**Extrait du texte**:
▼

Il y a des moments de vie, comme cela, où il n'y a pas de mots. Au-delà du chagrin, des larmes et de la colère, il y a le silence qui semble s'imposer comme seule façon de traverser le deuil sans ajouter à la cacophonie ambiante. Et puis du silence viennent quelques mots...
J'ai déjà dit (presque) tout ce que j'avais à dire ici après l'attentat qui a frappé Charlie.
Paris... c'est chez moi, c'est ma ville. Je l'ai quittée il y a longtemps, et j'y reviens toujours, comme à une amante de jeunesse. Au-delà de Paris, je suis solidaire de toutes les victimes de la guerre qui est en train d'incendier notre maison commune, cette petite boule bleue de la banlieue de la Voie Lactée qu'on appelle "la terre", de la même façon que les peuples qui se croient seuls au monde se désignent comme "le peuple". Je pense à Beyrouth, à Bamako, à Bagdad martyrisée, à Alep et Damas, au Soudan et à Gaza, à l'Afghanistan et à la Syrie...
Je ne désigne pas de coupables dont je pourrais me couper, comme s'ils n'étaient pas comme moi simplement humains : il n'y a que souffrances qui se propagent comme un feu de forêt, d'arbre en arbre, d'être en être, jusqu'à ce qu'il y ait assez de conscience pour arrêter de répandre le mal qui fait mal. Ce n'est pas avec des bombes qu'on règlera les problèmes créés par des bombes. « Aucun problème ne peut être résolu sans changer le niveau de conscience qui l'a engendré" disait Einstein. Il ajoutait : « La folie, c'est de se comporter de la même manière et d'attendre un résultat différent ».
Ne soyons pas fous, mes amis...
Ne soyons pas fous, mes amis...
Si les événements tragiques dont nous avons été témoins il y a une semaine peuvent prendre sens, je forme le vœu que ce soit dans la prise de conscience que partout, ce sont nos frères et nos sœurs, nos fils et nos filles, qui tombent sous les balles, qui meurent sous les bombes, et que nous avons l'urgent devoir d'arrêter cette folie. Il n'est qu'une seule façon d'y parvenir et c'est de travailler chacune et chacun sur nous-mêmes pour faire la paix dans nos cœurs et nous ancrer dans l'amour qui enveloppe tout.
Souvenons-nous de ce qu'écrivait Etty Hillesum en d'autres temps d'obscurité (1942) :
Souvenons-nous de ce qu'écrivait Etty Hillesum en d'autres temps d'obscurité (1942) :
« C'est la seule solution, vraiment la seule, Klaas, je ne vois pas
d'autre issue : que chacun de nous fasse un retour sur lui-même et extirpe et anéantisse
en lui tout ce qu'il croit devoir anéantir chez les autres. Et soyons bien
convaincus que le moindre atome de haine que nous ajoutons à ce monde nous le
rend plus inhospitalier qu'il n'est déjà ».

▲

**Données affichées**:
▼

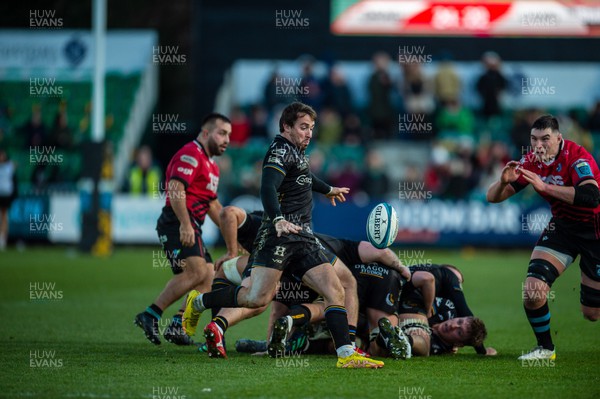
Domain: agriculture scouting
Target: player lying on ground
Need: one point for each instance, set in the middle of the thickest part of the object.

▲

**Consignes**:
a) Reproduisez à l'identique tout le passage du texte sur Paris, depuis « Il y a des moments » jusqu'à « a frappé Charlie. ».
b) D'après le texte sur Paris, en quelle année Etty Hillesum a-t-elle écrit les lignes citées ?
c) Reprenez le texte sur Paris là où il s'arrête et poursuivez-le.
Les données ne jouent aucun rôle ici.

**Résultats de l'exercice**:
a)
Il y a des moments de vie, comme cela, où il n'y a pas de mots. Au-delà du chagrin, des larmes et de la colère, il y a le silence qui semble s'imposer comme seule façon de traverser le deuil sans ajouter à la cacophonie ambiante. Et puis du silence viennent quelques mots...
J'ai déjà dit (presque) tout ce que j'avais à dire ici après l'attentat qui a frappé Charlie.

b) En 1942.

c)
Puisque enfin c'est la France que nous aimons qui a été attaquée et plutôt que de céder au réflexe digne du cerveau d'une oie qui fait marcher au pas des musiques militaires, drapons donc nos âmes dans le bleu de la liberté qui ne baisse pas la tête, le blanc de l'égalité qui accueille toutes les facettes de l'humanité, le rouge de la fraternité qui ne dément pas !
Cela fait déjà beaucoup de mots qui sortent de mon silence. Mais ils ont pour vocation de s'effacer devant ceux des enfants de cette classe d'école primaire du Calvados à qui leur professeur demandait lundi : « qu'est-ce qui demeure après cette horreur, qu'elle n'a pas fait et ne fera pas disparaître ? ». Leur réponse tient dans cette image :
Pour conclure ce billet, je songe, comme à un baume offert par les profondeurs, à un rêve que rapportait Etienne Perrot dans Le péril nucléaire et que j'ai déjà cité dans un article sur la paix dans le cœur :
« Un
cataclysme vient de s'abattre sur la terre, on ne précise pas lequel, peut-être
est-ce une guerre, un séisme. L'humanité est plongée dans la souffrance et dans
l'angoisse. Les grands s'agitent, les décisions pleuvent, mais la situation
demeure sans issue. Dans un coin retiré, trois simples d'esprit sont accablés
d'entendre les pleurs autour d'eux. Ils souffrent comme les autres, d'une
souffrance qui dépasse leurs personnes, comme s'ils portaient sur leurs pauvres
épaules le poids du monde en désarroi; mais que faire ? Ils sont tellement
impuissants...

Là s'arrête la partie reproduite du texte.